Stored data:

◇ ◇ ◇

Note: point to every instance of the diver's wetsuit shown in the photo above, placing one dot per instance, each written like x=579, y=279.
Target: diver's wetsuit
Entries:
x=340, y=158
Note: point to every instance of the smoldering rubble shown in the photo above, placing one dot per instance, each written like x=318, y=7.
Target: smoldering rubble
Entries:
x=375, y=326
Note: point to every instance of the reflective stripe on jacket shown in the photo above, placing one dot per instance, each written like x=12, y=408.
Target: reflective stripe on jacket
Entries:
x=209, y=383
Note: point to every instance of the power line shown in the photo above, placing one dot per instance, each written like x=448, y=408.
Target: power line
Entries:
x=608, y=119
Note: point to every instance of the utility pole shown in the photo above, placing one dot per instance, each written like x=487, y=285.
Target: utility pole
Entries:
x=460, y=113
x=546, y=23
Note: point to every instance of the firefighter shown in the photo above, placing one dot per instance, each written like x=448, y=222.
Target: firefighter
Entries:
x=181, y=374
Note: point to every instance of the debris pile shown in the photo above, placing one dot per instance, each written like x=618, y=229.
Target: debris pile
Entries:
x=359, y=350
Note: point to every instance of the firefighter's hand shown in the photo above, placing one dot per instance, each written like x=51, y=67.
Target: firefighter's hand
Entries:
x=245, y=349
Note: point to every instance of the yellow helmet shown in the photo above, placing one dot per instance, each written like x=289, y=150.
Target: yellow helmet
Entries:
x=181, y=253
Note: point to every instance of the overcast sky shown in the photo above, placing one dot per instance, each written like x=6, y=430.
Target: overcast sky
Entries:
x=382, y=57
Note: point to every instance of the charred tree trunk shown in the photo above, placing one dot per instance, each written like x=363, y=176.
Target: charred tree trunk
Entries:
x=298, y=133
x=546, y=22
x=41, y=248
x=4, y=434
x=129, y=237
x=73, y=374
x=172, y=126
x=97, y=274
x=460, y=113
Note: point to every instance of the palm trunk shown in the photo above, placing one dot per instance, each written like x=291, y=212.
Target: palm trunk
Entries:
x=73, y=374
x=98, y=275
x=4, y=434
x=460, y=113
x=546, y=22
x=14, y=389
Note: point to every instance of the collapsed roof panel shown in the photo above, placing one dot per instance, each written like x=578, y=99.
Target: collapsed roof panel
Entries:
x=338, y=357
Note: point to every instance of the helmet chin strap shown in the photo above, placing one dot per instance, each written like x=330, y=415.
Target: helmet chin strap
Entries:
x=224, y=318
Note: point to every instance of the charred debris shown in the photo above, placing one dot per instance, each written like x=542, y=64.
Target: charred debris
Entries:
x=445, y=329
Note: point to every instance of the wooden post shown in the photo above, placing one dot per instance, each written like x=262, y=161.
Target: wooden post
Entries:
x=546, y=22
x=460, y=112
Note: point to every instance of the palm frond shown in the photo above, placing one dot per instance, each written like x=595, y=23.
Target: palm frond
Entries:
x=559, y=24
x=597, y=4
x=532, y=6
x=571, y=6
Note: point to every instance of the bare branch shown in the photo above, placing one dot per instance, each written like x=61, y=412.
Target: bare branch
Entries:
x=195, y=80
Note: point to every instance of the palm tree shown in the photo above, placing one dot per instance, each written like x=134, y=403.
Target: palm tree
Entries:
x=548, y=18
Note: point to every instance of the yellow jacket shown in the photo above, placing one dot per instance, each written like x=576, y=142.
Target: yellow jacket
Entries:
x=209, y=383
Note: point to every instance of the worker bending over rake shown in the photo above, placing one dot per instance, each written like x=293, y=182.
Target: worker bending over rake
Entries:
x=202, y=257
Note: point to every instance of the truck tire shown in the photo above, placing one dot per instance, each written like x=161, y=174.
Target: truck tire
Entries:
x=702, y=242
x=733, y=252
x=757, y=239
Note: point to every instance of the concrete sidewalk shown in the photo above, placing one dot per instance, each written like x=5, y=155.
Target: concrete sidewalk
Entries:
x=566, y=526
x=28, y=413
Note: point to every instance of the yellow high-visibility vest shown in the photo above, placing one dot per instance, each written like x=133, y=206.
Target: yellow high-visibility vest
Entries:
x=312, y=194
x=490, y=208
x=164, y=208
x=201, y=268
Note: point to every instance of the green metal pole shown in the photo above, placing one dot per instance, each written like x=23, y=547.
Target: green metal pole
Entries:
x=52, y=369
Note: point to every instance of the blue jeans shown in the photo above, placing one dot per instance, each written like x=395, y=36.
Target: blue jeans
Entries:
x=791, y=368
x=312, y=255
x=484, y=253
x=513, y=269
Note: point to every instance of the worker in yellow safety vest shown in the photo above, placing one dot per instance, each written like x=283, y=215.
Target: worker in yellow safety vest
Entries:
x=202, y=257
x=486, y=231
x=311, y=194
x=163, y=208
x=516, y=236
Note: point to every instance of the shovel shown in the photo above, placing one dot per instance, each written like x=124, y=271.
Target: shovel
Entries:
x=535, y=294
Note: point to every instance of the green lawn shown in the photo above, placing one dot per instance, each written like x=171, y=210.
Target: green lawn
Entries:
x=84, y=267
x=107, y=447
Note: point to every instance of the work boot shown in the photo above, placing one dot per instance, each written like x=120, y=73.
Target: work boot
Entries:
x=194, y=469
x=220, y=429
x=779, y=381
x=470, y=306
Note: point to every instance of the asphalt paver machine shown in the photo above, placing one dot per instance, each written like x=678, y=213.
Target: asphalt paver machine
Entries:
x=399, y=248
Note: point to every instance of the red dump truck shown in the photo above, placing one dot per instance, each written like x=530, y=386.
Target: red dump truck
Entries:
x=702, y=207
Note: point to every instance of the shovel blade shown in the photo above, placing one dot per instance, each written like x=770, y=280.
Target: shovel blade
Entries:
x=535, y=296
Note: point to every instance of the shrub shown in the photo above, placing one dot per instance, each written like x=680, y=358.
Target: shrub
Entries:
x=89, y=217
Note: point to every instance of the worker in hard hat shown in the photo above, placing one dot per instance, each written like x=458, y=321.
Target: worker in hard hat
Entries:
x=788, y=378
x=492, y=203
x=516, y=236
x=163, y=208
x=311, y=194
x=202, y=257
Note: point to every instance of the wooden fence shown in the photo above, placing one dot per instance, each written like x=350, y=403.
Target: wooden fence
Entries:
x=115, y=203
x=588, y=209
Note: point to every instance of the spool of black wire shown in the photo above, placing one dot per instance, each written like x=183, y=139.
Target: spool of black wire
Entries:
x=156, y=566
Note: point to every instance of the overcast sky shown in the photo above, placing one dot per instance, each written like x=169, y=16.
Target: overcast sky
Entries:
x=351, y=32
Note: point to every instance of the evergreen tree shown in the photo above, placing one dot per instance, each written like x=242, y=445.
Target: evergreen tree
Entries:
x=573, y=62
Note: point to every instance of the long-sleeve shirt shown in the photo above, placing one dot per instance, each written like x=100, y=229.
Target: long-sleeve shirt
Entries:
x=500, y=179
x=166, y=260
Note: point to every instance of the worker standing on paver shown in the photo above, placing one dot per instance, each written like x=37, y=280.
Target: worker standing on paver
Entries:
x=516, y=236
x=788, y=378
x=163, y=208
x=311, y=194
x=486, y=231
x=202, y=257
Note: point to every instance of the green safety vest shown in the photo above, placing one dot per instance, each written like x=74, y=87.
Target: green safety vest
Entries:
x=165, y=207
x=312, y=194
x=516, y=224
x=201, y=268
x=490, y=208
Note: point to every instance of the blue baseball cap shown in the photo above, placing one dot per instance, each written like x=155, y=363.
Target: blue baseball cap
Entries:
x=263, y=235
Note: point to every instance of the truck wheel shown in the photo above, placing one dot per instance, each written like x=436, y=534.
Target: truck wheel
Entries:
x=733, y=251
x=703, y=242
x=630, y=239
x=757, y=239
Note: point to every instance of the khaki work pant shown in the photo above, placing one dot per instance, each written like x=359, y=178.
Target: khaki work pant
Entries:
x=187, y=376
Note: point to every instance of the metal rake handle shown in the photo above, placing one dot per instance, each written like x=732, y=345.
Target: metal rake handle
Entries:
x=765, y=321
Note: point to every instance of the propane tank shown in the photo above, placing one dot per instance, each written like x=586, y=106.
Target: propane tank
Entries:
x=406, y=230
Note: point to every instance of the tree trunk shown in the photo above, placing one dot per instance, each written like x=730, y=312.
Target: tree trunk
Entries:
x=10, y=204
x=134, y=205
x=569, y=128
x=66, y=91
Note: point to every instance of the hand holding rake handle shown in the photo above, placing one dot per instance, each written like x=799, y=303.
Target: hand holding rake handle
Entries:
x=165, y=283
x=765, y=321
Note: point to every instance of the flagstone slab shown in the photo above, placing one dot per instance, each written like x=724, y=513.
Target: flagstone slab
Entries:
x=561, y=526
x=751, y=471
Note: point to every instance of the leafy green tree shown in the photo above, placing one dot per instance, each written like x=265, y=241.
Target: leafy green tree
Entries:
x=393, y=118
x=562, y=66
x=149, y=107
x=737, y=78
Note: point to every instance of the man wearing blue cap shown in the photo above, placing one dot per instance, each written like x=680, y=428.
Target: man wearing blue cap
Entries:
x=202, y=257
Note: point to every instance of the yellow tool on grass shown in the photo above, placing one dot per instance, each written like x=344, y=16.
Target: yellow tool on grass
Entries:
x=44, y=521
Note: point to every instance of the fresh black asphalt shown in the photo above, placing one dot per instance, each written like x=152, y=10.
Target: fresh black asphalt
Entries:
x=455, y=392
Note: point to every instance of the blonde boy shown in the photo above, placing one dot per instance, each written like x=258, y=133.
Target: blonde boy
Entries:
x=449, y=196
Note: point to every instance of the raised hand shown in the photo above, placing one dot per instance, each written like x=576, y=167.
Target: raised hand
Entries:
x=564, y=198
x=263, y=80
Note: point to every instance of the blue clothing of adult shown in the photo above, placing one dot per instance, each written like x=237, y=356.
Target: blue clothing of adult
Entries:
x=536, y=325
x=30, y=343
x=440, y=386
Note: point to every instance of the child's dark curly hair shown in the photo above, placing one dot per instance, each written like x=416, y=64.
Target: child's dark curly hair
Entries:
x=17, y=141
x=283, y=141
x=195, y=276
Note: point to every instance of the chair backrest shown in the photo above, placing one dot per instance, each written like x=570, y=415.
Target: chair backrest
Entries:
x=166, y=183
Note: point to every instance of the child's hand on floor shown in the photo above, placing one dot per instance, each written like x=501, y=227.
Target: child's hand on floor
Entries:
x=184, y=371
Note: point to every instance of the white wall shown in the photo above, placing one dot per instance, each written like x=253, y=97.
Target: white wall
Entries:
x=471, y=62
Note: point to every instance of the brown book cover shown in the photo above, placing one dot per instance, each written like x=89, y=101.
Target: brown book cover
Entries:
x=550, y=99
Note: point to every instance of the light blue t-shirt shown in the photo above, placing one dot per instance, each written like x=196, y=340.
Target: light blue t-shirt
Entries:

◇ ◇ ◇

# [What the task requires]
Across the entries above, work out how many lines hold "wetsuit". The answer is that number alone.

# [Task result]
2